▶ [EXERCISE INSTRUCTIONS]: Give back, unchanged, each line from the one containing "Could you point out the pine" through the last line of the entries below.
---- THE INPUT
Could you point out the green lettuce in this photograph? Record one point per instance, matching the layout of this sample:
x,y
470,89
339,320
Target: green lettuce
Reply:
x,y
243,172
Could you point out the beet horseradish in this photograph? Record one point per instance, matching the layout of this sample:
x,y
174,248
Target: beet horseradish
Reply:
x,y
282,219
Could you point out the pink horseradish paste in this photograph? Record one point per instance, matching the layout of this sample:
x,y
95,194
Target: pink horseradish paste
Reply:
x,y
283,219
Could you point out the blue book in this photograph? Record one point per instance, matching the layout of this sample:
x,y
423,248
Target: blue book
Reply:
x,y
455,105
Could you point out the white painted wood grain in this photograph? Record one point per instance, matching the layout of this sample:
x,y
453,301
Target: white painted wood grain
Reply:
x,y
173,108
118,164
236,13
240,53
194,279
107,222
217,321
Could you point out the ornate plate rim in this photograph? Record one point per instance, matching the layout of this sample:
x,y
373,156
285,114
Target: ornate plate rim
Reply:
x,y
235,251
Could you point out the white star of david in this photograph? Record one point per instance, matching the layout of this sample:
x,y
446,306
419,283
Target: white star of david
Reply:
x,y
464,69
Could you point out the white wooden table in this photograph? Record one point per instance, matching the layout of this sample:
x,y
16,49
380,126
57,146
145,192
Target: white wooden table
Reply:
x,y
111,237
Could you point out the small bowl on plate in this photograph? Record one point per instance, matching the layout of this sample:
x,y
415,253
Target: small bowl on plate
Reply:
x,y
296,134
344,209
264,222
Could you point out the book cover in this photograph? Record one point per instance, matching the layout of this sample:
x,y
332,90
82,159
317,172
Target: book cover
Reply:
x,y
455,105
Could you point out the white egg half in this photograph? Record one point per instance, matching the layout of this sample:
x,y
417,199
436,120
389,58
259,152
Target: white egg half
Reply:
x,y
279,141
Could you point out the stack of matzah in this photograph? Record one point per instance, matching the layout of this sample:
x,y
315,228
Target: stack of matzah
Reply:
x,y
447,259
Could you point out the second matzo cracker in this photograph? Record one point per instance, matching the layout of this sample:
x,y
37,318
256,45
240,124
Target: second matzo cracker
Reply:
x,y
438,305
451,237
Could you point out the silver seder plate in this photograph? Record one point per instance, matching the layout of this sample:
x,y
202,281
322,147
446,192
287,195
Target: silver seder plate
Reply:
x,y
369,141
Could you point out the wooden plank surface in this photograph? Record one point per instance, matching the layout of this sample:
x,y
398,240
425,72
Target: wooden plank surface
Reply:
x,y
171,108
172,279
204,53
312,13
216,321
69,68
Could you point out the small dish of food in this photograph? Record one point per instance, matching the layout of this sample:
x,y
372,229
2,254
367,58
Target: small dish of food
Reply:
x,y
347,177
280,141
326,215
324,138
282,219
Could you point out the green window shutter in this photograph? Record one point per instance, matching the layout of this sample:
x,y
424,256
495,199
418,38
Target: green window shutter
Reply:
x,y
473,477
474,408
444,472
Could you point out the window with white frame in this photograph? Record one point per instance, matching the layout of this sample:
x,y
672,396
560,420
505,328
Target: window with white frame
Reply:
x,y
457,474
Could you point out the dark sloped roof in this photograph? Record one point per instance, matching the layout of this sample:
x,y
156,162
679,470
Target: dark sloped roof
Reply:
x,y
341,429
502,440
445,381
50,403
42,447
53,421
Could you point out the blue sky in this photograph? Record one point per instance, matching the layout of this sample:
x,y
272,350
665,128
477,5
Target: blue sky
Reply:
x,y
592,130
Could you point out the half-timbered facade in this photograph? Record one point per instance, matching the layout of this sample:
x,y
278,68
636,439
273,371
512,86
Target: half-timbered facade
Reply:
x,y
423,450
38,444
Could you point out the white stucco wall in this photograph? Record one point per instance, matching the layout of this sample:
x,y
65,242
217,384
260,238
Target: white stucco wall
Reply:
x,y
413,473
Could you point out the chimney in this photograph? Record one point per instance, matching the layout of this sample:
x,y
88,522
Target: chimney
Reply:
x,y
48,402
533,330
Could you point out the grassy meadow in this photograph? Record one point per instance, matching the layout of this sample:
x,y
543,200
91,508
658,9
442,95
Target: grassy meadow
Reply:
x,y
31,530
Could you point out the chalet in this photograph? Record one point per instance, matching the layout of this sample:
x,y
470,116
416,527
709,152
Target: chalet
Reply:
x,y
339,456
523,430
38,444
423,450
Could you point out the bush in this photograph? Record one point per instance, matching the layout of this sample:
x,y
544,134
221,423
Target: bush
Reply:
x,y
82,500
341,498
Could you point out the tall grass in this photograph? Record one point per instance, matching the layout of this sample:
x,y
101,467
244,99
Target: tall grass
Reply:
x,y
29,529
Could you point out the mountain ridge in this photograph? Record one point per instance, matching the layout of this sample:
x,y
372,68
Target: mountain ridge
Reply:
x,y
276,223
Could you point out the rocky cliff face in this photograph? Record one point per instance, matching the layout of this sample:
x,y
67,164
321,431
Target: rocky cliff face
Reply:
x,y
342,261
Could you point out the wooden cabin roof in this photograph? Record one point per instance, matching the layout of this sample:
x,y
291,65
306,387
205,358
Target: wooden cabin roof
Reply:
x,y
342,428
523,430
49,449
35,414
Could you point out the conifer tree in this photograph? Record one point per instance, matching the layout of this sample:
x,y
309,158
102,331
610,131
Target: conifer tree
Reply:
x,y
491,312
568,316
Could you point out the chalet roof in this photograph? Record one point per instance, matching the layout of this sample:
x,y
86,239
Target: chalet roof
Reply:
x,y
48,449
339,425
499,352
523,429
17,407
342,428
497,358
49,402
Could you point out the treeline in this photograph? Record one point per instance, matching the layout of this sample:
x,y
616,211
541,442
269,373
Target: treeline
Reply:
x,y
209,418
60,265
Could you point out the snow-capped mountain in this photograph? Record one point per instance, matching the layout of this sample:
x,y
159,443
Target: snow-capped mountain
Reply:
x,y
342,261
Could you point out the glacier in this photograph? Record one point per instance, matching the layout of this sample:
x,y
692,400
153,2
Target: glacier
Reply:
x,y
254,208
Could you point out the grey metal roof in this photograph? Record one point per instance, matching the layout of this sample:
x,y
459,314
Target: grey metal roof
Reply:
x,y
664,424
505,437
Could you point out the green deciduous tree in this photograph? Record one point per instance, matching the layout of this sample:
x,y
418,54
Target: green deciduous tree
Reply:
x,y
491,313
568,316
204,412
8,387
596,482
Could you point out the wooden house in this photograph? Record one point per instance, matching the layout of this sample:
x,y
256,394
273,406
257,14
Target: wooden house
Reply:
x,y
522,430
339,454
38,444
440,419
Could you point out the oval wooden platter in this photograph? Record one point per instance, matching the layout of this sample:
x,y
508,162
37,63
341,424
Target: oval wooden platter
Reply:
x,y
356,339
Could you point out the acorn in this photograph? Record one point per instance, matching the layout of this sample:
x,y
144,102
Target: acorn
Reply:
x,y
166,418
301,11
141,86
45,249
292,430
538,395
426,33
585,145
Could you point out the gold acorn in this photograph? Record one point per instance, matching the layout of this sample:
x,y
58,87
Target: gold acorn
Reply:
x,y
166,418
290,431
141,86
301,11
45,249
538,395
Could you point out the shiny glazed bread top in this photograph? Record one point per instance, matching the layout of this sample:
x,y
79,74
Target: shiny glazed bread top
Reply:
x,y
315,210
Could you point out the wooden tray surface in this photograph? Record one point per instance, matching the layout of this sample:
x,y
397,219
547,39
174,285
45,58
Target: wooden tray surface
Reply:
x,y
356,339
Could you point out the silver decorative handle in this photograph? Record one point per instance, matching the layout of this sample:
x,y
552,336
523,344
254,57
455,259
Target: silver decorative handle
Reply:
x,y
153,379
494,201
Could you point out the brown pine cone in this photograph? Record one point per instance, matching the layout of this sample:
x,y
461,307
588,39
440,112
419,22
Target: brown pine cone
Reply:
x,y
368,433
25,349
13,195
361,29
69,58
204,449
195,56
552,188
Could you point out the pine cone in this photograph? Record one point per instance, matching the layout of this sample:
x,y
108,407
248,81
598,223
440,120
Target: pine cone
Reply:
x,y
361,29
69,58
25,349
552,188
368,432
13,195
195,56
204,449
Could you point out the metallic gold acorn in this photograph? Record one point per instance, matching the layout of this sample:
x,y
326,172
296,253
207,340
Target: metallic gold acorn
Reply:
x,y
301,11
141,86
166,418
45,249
--------
▶ [EXERCISE RESPONSE]:
Could you point out the pine cone in this photograph? Record one point per instance, matching the layout of this sample:
x,y
108,407
248,81
598,223
440,120
Target: pine cone
Reply:
x,y
361,29
69,58
25,349
552,188
368,432
13,195
195,56
204,449
Could you point out the metallic gold acorn in this photograph? Record one point per instance, matching the layout of this sample:
x,y
326,172
296,253
207,340
Target: metallic gold acorn
Reply:
x,y
301,11
141,86
166,418
45,249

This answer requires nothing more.